_REQUIREMENT_
Could you write out the records exactly as they are given?

_RECORDS PROVIDED_
*****

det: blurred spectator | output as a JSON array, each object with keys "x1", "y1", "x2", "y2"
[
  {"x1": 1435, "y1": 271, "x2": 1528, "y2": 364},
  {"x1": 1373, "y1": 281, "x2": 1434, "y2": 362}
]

*****

_TASK ANSWER_
det: blurred spectator | output as a JSON array, each object with keys "x1", "y1", "x2", "y2"
[
  {"x1": 1435, "y1": 271, "x2": 1528, "y2": 364},
  {"x1": 1373, "y1": 281, "x2": 1434, "y2": 362}
]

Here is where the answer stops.